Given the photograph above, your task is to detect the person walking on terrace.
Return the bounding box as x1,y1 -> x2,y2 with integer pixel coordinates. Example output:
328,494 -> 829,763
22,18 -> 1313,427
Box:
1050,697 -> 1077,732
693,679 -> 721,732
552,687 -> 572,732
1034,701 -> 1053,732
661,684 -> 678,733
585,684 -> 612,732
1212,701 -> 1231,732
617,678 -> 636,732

----

Task: Copy out the listing above line for line, with no changes.

The result:
Given the photograph above, your task is to detect the person walking on terrace.
Return the bounding box as x1,y1 -> x2,y2 with integer pixel coordinates. Example output:
328,494 -> 829,763
22,18 -> 1313,427
Box:
1050,697 -> 1077,732
693,679 -> 721,732
552,687 -> 572,732
1034,701 -> 1053,732
661,684 -> 678,733
585,684 -> 612,732
1212,701 -> 1231,732
617,678 -> 636,732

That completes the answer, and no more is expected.